Aim of the exercise: Wherever an image appears in the data, omit it and copy all the remaining text word for word.

Data records:

***

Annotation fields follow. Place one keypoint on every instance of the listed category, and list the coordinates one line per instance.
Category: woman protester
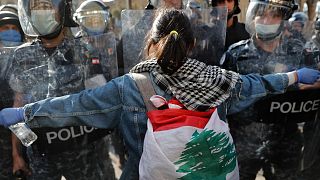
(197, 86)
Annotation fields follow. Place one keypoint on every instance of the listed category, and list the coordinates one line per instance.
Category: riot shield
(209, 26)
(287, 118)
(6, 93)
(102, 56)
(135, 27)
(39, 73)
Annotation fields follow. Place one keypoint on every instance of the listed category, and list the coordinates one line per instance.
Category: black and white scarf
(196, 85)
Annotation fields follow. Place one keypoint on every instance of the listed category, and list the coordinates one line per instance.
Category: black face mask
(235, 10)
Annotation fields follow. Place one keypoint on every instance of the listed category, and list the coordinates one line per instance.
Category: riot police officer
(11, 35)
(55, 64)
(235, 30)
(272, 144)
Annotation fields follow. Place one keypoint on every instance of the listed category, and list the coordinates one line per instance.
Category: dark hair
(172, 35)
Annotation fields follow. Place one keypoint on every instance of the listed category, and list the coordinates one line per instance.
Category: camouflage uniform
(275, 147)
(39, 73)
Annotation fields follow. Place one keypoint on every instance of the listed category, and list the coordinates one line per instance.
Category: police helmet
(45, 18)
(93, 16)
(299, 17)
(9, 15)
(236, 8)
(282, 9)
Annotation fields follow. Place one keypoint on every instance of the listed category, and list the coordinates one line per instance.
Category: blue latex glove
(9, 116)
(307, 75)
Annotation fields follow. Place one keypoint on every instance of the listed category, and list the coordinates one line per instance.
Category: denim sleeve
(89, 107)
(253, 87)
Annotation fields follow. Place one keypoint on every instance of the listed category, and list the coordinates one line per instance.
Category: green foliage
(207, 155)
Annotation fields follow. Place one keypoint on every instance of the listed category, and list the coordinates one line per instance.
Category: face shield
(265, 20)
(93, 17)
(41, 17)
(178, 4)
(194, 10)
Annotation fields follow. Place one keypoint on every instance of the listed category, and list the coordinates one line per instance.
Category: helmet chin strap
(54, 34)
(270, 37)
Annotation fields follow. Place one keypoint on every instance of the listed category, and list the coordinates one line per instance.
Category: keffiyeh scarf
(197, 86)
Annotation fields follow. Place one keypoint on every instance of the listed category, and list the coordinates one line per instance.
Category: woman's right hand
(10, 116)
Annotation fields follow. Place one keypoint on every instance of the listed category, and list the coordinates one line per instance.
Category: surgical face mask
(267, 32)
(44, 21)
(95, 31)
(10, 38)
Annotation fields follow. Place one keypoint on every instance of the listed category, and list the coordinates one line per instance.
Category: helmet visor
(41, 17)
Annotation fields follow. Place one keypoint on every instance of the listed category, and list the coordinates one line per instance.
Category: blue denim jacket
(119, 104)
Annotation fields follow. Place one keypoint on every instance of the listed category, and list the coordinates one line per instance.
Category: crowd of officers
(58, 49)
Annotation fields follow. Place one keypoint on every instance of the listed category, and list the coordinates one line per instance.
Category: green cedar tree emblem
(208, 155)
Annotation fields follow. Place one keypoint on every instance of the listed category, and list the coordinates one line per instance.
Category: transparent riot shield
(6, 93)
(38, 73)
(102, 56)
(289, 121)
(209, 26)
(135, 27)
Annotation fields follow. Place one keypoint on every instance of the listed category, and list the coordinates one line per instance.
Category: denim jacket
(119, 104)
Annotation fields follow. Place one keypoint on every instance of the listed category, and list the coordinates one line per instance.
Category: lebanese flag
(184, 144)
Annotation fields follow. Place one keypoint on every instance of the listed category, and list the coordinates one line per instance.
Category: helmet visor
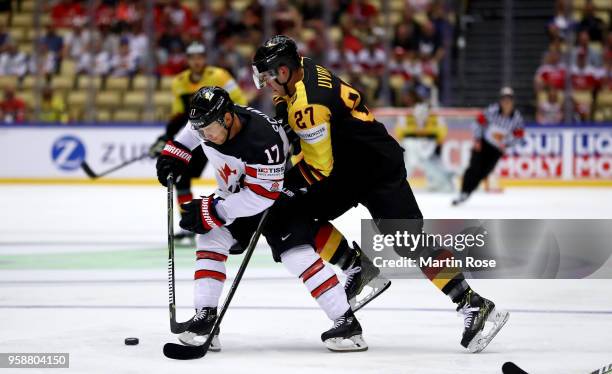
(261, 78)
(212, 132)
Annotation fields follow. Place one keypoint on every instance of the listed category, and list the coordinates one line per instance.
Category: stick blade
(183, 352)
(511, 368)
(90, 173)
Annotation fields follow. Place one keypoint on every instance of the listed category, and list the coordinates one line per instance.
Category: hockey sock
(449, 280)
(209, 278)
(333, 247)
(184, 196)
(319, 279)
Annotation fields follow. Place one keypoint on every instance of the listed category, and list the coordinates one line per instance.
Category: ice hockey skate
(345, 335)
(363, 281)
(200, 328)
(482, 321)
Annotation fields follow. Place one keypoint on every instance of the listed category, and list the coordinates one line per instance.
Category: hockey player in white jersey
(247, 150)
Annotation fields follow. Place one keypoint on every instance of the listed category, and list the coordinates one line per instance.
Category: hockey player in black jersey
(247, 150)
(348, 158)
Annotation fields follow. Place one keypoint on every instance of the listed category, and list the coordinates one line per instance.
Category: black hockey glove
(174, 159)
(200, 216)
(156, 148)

***

Answer section:
Annotation fields follow. Place one keypoint on every instance of the listed category, and list the coordinates one line per instance.
Category: woman protester
(197, 86)
Annotation fields follow. Place one keypoint on every instance of the listed category, and list the coordinates one line per instance.
Category: riot shield
(209, 26)
(287, 118)
(6, 93)
(102, 56)
(135, 27)
(39, 73)
Annotation fields follow. Place one keypoint on every instance of the listed category, and list the coordinates one line per instance.
Category: black and white scarf
(196, 85)
Annotation fields follow. Place one keypoint on every instance of the listed category, and list the coordinates one line per instance.
Category: black face mask
(235, 10)
Annotation fields follow. Place one keypoint on every instance of the listed category, and list the coordinates one line per instance.
Category: riot police officer
(11, 35)
(55, 64)
(235, 30)
(272, 144)
Annotation fields follow. Place one keypoint on every instance of the listed category, and list the coordinates one line per instance.
Category: dark hair
(172, 35)
Annotation fields follow. Place one keypoint on every instance of the listed category, and list the coordinates one line per instance.
Category: camouflage uniform
(275, 147)
(39, 73)
Annotation fields follow. Place one keypoint on every instance of the listed category, and list the coordinates one line per instance.
Category: police helmet
(45, 18)
(93, 16)
(299, 17)
(9, 15)
(236, 8)
(282, 9)
Annotation fields follow. Place one keypoint on every instance of the listed category, and list the coordinates one line per instance.
Category: blue latex glove
(9, 116)
(307, 75)
Annotation fields follow. Place one keypoint on every instance of the listed category, and list the coordinates one line per instance.
Category: denim sleeve
(89, 107)
(253, 87)
Annotation fields follow. Place one keypoint on every instance of the listed category, and list the coordinates one line per instance.
Category: green foliage
(207, 155)
Annotation fields follow. Place one keypoint on every instance of the listed category, and list the coordinates one line per instance.
Category: face shield
(265, 20)
(93, 17)
(41, 17)
(178, 4)
(194, 10)
Annotation fields follow. Place one keypoint on every instance of the listed category, and list the coordinates one line per instance.
Category: helmet chin strap
(54, 34)
(270, 37)
Annotation fields follow. Place one keypoint on every instance of the listed category, and list the coordinates one line per instance.
Category: keffiyeh scarf
(197, 86)
Annotation fields follow. Place one keypoint on every instance of the listed category, and list the coordinates one line per instance.
Category: woman's right hand
(10, 116)
Annotation fields follow. Place one keypoint on every instance of the listed category, and list the coordinates one line per instance.
Category: surgical face mask
(267, 32)
(44, 21)
(95, 31)
(10, 38)
Annotation fields follow. Place one keypoint on every instance of the listed category, and list the coordinates one line per instance.
Category: helmet visor
(41, 17)
Annotation fields follow. Place one keypoint on every instance of the listed category, and list the coordinates one line per instance.
Category: blue denim jacket
(119, 104)
Annotation fields follow. Place one keypoint on every instance of the listed category, and list the coordinates one line per instance.
Category: crowd of officers
(58, 49)
Annotation fields follow. Place one keypoint on every instance of the listed category, and list the coordinates one line per instance.
Category: green cedar tree emblem
(208, 155)
Annotation fields follow. Place one keypoint on every instance of the listed category, and list the coordinates one line per instance.
Category: transparent riot shield
(6, 93)
(38, 73)
(102, 56)
(289, 121)
(209, 26)
(135, 27)
Annotation fields follow. Place one keypoint on every instance of the listed category, and list the coordinates one line per instance.
Category: denim jacket
(119, 104)
Annotation fields follow. Place one keypoint on every instance of the listed category, and list the coordinates one line per instance.
Category: lebanese flag
(184, 144)
Annotation fields follow. Place one keypoint on every instance of the listed category, and list the coordinates one line per instance.
Category: helmet visor
(261, 78)
(212, 132)
Annotation fields follow. Place one keypoint on every instance of the listed category, and list the coordinates one line per instance.
Category: stick blade
(183, 352)
(511, 368)
(90, 173)
Annotation fields follow. Place one keypoint on every instance of the listed category, and list the coordinates one line per instance.
Category: hockey sock
(449, 280)
(209, 278)
(333, 247)
(184, 196)
(319, 279)
Annotation fields follow. Place one keypoint on every instance of the listed category, and list the coordinates one line per instance.
Category: ice hockey skate
(345, 335)
(363, 281)
(200, 328)
(482, 321)
Annotation fields follow. Place one keypoint on every instance of the listed category, and list the coordinates one line per instance.
Category: hockey player in white jersey
(247, 150)
Annotation fields follow. Place one keypoint on every instance of the listed category, and list the coordinates one line per instance.
Category: hockey player in black jersey
(247, 150)
(348, 158)
Annotation fields follow. Place one keypoint on every instance of the listed category, and list the coordinates one line per instance.
Category: black hockey glove
(174, 159)
(200, 216)
(156, 148)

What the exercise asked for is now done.